[HC#01] Polvere che pulisce polvere: il segreto di ogni inizio!
Per superare le false narrazioni che ci vogliono allontanare dal risveglio, è necessario sostituire il modo in cui pensiamo a noi stessi e con il quale diamo inizio ai nostri progetti di vita.
Namastè e buon sabato!
Sono entusiasta di iniziare insieme a te questo percorso di approfondimento degli insegnamenti racchiusi nell’Hanuman Chalisa. Sarà un bellissimo viaggio e ci trasformeremo entrambi lungo il sentiero.
śrīguru carana saroja raja nija manu mukuru sudhāri baranaüm̐ raghubara bimala jasu jo dāyaku phala cāri
Con la polvere dei piedi di loto del Guru, pulisco lo specchio della mia mente così posso cantare le glorie di Raghuvara che conferisce i quattro doni della vita.
Questo primo verso mette in luce immediatamente una metodologia a molti sconosciuta o che spesso dimentichiamo: tutto si poggia sulle benedizioni perché è grazie a loro che può essere presa la direzione giusta e raggiungere il vero obiettivo.
A volte pensiamo che tutto dipenda da noi, dalla nostra forza di volontà, da circostante favorevoli, oppure, se ci riteniamo spirituali, dalla riscoperta della nostra natura divina, ritenendo erroneamente che abbiamo già tutto dentro, che siamo spiritualmente autosufficienti.
Ma la verità è che siamo semplicemente un ponte! Possiamo rivolgerci verso l’ego, e cercare così di prendere tutto il possibile dal mondo, senza fare prigionieri, oppure possiamo chiedere umilmente al Divino di volgere il Suo sguardo verso di noi, per permetterci di connetterci alla Sorgente e realizzare così la nostra piena potenzialità.

**Lavoro richiesto**: Riscrivi il testo sull'Hanuman Chalisa, tutto da "Per superare le" fino a "doni della vita.", e cambia "viaggio" in "cammino". Le voci non hanno alcun ruolo in questo compito.

Elenco dei dati:

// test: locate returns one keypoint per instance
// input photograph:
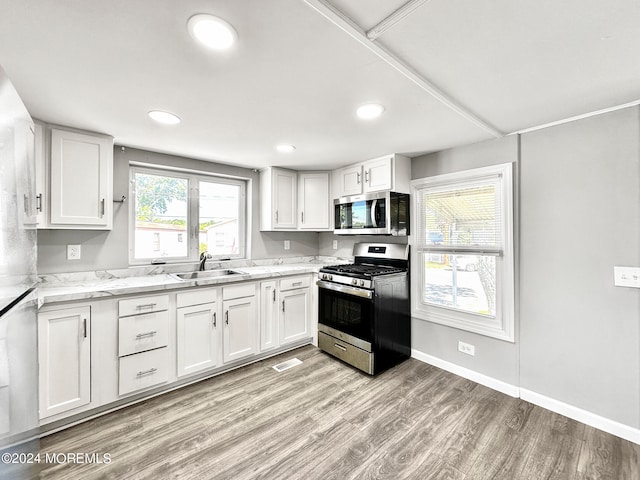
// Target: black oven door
(347, 309)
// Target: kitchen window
(178, 215)
(463, 262)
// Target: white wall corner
(499, 385)
(601, 423)
(596, 421)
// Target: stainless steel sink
(207, 274)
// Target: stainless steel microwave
(381, 213)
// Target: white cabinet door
(378, 174)
(42, 197)
(239, 328)
(197, 338)
(268, 316)
(294, 315)
(81, 180)
(284, 198)
(313, 201)
(64, 352)
(351, 180)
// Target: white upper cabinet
(313, 201)
(74, 179)
(294, 200)
(390, 172)
(278, 190)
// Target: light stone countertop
(105, 284)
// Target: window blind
(465, 217)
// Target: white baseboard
(601, 423)
(485, 380)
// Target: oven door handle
(359, 292)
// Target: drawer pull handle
(146, 334)
(151, 371)
(146, 305)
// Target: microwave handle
(374, 209)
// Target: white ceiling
(301, 67)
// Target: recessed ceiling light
(164, 117)
(283, 148)
(212, 32)
(369, 111)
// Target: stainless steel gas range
(364, 308)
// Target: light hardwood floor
(325, 420)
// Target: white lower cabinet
(197, 340)
(64, 349)
(157, 341)
(295, 309)
(268, 316)
(143, 340)
(240, 328)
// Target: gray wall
(495, 358)
(577, 336)
(109, 250)
(580, 216)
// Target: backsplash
(145, 270)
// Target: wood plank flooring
(325, 420)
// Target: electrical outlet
(626, 277)
(73, 252)
(466, 348)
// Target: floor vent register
(281, 367)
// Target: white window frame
(502, 325)
(192, 234)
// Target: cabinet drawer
(143, 370)
(295, 282)
(196, 297)
(142, 332)
(136, 306)
(238, 291)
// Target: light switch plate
(466, 348)
(626, 277)
(73, 252)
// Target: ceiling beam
(339, 19)
(392, 20)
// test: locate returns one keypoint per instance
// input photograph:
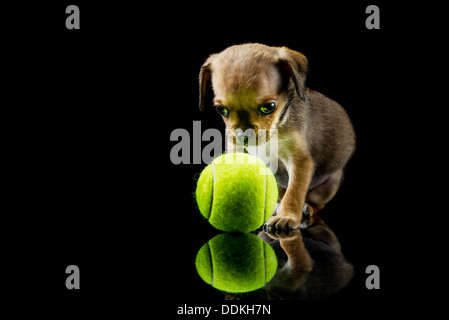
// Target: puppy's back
(330, 133)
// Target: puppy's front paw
(282, 222)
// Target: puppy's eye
(267, 108)
(223, 111)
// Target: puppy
(260, 87)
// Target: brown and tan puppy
(260, 87)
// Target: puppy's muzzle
(244, 137)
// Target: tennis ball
(236, 262)
(237, 192)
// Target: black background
(93, 110)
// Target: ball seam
(265, 200)
(211, 265)
(213, 190)
(264, 262)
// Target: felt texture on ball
(236, 262)
(237, 192)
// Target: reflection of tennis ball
(236, 262)
(237, 192)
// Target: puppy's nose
(244, 136)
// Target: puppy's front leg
(300, 173)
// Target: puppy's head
(253, 84)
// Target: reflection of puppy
(260, 87)
(293, 280)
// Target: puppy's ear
(294, 65)
(205, 85)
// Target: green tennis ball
(236, 262)
(236, 192)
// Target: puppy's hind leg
(322, 193)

**Risposta completa**:
Per superare le false narrazioni che ci vogliono allontanare dal risveglio, è necessario sostituire il modo in cui pensiamo a noi stessi e con il quale diamo inizio ai nostri progetti di vita.
Namastè e buon sabato!
Sono entusiasta di iniziare insieme a te questo percorso di approfondimento degli insegnamenti racchiusi nell’Hanuman Chalisa. Sarà un bellissimo cammino e ci trasformeremo entrambi lungo il sentiero.
śrīguru carana saroja raja nija manu mukuru sudhāri baranaüm̐ raghubara bimala jasu jo dāyaku phala cāri
Con la polvere dei piedi di loto del Guru, pulisco lo specchio della mia mente così posso cantare le glorie di Raghuvara che conferisce i quattro doni della vita.